▶ [Text to read]
Try these easy, chewy chocolate chip cookies with malted milk - pop in the biscuit tin or cookie jar for up to 5 days

  • Freezable (uncooked dough only)
Nutrition: per cookie


  • 140g butter , softened
  • 50g golden caster sugar
  • 100g soft light brown sugar
  • 2 medium eggs
  • 200g plain flour
  • 175g malted milk drink powder (we used Horlicks)
  • ½ tsp baking powder
  • 100g bar dark chocolate , chopped


  • STEP 1

    Heat oven to 180C/160C fan/gas 4 and line 2 baking sheets with baking parchment. Beat the butter and sugars in a bowl until light and fluffy, then beat in the eggs one at a time.

  • STEP 2

    Add the flour, malted milk drink powder, baking powder and a good pinch of salt, then stir with a wooden spoon until the mixture forms a dough. Tip out onto the work surface and gently knead in the chocolate. Divide the mixture into 20 pieces, roughly the size of a whole walnut. Roll each piece into a ball and place on the baking trays, leaving plenty of room for the cookies to spread. Flatten each ball slightly with your hand.

▶ [Extracted material]
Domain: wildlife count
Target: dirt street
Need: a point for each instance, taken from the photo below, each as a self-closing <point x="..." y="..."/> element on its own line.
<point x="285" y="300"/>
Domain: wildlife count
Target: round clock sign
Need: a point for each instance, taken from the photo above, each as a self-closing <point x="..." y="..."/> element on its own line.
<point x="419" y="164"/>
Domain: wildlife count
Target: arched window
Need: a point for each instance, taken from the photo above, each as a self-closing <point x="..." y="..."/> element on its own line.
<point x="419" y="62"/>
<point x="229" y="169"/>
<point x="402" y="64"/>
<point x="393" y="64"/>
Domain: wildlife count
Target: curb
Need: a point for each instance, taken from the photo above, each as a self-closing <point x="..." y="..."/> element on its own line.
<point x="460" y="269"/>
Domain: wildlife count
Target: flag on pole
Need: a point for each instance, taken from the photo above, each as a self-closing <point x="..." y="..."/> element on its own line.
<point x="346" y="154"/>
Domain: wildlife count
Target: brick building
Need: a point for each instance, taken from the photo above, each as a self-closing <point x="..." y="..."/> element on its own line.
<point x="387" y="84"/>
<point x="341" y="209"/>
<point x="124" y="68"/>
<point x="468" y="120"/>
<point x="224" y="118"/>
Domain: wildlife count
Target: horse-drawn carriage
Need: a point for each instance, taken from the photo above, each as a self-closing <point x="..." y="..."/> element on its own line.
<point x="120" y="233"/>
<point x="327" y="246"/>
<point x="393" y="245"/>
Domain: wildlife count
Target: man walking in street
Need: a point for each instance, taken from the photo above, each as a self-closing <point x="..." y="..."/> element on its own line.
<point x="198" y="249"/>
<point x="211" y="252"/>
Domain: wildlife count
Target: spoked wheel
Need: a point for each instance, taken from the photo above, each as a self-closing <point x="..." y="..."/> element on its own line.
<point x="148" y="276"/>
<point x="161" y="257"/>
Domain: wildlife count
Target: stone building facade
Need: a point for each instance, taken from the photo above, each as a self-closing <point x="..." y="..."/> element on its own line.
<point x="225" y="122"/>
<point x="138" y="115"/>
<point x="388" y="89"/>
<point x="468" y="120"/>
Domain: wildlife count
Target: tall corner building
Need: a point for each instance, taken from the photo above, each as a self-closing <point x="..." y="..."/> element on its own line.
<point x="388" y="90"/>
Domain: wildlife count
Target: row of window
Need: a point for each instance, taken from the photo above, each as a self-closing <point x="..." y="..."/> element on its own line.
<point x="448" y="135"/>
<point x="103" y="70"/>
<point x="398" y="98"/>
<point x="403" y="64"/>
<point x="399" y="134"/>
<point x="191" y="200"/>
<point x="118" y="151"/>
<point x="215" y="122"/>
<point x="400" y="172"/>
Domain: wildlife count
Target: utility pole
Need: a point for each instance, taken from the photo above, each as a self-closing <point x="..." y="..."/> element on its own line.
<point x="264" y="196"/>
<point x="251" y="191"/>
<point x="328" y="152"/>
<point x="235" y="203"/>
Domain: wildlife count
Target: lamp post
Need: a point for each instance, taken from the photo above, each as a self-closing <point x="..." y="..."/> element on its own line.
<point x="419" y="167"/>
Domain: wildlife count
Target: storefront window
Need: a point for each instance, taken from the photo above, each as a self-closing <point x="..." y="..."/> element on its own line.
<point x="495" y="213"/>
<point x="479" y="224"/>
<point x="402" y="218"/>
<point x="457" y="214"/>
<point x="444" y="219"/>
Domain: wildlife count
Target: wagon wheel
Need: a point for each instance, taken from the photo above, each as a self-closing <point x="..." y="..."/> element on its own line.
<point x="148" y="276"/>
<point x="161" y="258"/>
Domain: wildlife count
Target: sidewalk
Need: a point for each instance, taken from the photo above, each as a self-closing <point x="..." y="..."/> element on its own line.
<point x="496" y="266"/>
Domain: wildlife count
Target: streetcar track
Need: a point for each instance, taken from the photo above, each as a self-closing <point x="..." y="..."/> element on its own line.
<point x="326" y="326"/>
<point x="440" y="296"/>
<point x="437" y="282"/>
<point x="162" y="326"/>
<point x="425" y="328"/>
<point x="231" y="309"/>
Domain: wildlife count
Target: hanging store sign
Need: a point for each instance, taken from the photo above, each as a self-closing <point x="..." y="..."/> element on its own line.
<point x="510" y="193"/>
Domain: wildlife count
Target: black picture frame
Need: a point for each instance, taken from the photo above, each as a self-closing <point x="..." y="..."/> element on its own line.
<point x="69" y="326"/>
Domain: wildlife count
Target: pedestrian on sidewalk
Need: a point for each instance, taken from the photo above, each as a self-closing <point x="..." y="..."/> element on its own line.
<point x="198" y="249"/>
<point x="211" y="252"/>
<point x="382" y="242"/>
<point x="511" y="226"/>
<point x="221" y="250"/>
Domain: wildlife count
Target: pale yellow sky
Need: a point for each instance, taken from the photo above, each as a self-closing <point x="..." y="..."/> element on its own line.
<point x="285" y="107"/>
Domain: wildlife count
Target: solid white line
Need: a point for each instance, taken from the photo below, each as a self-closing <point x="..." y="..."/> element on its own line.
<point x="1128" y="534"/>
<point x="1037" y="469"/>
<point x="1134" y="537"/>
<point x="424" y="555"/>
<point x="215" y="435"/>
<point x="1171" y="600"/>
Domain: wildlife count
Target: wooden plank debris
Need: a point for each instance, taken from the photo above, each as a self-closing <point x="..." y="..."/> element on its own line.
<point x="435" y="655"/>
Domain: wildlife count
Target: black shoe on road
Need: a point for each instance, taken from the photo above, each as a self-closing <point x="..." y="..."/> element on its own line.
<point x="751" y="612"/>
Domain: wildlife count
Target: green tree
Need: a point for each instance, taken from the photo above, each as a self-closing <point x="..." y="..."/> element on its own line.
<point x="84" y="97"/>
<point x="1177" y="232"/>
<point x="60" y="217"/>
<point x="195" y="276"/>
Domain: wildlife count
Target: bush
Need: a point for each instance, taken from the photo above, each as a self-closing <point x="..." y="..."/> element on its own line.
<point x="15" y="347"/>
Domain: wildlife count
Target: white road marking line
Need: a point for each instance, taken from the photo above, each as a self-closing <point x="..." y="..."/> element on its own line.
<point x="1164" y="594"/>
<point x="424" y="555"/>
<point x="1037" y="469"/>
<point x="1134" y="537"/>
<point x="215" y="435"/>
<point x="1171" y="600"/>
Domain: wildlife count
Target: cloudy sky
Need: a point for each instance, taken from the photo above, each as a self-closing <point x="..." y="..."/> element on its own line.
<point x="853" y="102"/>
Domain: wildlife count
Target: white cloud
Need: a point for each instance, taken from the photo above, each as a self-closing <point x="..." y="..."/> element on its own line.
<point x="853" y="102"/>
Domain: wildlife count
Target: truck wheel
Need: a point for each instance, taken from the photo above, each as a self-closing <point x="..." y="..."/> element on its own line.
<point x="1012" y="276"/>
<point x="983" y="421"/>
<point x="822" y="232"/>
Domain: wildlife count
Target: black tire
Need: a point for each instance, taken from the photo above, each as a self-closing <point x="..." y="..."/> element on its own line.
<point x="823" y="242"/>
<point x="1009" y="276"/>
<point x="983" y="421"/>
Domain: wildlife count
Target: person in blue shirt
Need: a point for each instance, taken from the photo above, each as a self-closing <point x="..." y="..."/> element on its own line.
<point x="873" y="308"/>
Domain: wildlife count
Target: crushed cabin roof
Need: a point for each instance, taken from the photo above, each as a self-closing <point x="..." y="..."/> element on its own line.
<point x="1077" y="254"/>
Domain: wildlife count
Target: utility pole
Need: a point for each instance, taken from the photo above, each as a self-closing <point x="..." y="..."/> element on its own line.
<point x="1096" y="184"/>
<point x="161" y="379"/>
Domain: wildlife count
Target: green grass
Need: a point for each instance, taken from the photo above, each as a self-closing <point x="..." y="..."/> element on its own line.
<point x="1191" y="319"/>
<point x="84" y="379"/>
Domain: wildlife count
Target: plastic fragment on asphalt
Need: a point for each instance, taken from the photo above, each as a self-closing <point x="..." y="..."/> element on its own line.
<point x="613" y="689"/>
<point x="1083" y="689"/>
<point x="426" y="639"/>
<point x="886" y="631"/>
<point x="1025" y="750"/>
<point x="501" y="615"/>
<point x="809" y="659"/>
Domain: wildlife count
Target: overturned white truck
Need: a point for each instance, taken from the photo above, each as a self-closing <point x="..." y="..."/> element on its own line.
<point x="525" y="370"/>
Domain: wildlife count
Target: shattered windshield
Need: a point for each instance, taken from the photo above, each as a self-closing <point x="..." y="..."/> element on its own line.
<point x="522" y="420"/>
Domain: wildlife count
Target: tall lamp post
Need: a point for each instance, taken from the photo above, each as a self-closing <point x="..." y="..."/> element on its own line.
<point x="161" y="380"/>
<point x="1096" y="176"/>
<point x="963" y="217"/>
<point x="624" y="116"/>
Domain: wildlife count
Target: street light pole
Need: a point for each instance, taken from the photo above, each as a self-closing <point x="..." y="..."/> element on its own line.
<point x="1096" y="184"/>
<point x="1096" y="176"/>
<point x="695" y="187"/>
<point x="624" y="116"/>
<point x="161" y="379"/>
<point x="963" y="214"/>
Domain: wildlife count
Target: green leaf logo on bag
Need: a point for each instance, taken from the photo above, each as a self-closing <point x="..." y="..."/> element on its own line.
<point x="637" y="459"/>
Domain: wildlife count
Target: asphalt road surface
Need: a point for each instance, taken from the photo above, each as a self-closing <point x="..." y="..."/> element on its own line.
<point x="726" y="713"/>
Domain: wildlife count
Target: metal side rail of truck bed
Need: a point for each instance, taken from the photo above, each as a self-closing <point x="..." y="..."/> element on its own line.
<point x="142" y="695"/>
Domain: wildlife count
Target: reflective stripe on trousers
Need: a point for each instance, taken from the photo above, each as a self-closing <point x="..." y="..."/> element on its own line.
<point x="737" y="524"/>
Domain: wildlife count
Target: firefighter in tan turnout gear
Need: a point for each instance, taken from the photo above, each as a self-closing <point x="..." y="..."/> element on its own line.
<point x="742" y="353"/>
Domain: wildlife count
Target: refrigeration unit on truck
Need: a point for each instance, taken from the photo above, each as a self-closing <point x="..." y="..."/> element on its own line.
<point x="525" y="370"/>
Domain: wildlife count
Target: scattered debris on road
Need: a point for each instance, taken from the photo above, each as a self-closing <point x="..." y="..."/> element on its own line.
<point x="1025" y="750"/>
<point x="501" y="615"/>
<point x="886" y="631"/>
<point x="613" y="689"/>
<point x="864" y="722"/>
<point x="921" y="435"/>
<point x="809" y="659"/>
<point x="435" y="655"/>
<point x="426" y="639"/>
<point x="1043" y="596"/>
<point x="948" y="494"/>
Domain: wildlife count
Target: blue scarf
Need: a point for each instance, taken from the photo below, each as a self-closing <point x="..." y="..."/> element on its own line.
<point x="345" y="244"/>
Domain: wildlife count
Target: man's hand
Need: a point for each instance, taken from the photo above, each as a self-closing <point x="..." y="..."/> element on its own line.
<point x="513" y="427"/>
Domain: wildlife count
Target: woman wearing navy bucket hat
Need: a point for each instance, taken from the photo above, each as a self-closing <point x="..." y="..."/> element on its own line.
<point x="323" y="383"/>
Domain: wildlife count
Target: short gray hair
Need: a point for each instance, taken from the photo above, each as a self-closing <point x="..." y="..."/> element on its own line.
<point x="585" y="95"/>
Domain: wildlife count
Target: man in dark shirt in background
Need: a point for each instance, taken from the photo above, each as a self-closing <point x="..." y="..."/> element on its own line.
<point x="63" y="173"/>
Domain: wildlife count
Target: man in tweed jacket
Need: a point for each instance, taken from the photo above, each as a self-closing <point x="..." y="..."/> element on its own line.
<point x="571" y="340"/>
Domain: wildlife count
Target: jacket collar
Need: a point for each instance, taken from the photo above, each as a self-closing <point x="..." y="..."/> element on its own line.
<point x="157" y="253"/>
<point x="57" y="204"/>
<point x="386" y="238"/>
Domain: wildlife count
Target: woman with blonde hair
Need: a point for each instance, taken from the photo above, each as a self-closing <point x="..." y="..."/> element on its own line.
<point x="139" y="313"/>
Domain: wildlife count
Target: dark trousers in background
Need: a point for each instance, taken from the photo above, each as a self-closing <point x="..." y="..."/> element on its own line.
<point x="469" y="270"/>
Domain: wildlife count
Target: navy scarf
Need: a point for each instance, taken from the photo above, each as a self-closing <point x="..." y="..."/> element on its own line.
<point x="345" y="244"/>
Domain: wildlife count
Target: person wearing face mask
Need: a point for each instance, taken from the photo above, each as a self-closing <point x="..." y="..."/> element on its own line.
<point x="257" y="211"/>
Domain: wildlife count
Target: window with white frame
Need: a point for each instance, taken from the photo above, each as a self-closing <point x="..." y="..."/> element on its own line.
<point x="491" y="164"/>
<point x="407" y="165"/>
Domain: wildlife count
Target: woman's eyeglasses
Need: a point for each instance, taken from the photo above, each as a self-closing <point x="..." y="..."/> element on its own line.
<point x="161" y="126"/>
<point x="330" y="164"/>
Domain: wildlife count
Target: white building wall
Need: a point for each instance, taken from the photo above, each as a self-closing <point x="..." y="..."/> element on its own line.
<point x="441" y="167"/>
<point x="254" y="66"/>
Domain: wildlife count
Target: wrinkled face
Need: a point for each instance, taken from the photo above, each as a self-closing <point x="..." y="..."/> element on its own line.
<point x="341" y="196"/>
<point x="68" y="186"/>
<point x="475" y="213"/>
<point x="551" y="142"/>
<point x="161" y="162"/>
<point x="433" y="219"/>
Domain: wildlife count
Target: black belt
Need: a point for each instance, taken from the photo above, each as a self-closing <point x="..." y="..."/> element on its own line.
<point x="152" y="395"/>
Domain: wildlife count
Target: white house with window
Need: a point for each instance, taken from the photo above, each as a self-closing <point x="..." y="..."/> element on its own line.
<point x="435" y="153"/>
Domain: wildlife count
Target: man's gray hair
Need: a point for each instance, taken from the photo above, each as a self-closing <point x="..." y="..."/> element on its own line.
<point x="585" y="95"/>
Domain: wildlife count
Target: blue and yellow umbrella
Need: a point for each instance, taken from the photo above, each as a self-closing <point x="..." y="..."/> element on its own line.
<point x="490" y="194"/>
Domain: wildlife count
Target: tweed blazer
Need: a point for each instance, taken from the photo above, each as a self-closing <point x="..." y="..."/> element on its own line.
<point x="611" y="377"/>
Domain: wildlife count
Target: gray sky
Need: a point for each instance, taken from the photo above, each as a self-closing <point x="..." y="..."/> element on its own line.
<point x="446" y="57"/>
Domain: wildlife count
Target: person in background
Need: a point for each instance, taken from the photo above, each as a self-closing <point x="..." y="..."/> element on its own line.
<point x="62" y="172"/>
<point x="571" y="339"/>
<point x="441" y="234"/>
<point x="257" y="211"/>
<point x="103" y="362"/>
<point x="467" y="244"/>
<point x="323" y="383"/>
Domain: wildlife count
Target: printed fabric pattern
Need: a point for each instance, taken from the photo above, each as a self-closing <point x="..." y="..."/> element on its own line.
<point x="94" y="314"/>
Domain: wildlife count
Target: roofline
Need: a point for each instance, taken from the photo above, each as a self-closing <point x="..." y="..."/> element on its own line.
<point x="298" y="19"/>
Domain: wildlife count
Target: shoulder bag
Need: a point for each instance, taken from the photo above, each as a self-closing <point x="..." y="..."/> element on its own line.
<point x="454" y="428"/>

▶ [Exercise requirements]
1. According to the cookie recipe, into how many pieces should the dough be divided?
2. Reproduce the cookie recipe between "Nutrition: per cookie" and "(we used Horlicks)", inclusive.

▶ [Solution list]
1. Into 20 pieces, each roughly the size of a whole walnut.

2.
Nutrition: per cookie


  • 140g butter , softened
  • 50g golden caster sugar
  • 100g soft light brown sugar
  • 2 medium eggs
  • 200g plain flour
  • 175g malted milk drink powder (we used Horlicks)